* Условие задания *
Отредактируйте строки от строки с «field in this photo.» до строки с «(1250, 823)» включительно, заменив «white cap» на «blue cap» и сохранив всё остальное без изменений.
********
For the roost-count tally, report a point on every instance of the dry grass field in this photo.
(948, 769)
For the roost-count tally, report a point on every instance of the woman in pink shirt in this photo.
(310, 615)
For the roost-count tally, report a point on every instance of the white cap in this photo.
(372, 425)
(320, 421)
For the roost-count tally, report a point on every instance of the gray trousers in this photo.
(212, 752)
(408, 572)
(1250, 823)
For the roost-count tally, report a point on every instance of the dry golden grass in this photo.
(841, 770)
********
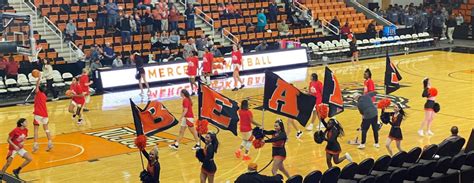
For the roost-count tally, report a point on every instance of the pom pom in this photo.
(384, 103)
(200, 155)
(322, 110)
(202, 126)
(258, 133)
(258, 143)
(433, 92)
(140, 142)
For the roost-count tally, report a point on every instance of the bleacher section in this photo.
********
* Образец ответа *
For the roost-count tally, report a point on every instance of the dry grass field in this photo.
(948, 769)
For the roost-count tally, report a point on every instance of the woman in pink shirt in this photo.
(310, 615)
For the roost-count tally, report a point on every instance of the blue cap in this photo.
(372, 425)
(320, 421)
For the roost-count tally, report a point on every instance of the gray trousers in this photo.
(212, 752)
(408, 572)
(1250, 823)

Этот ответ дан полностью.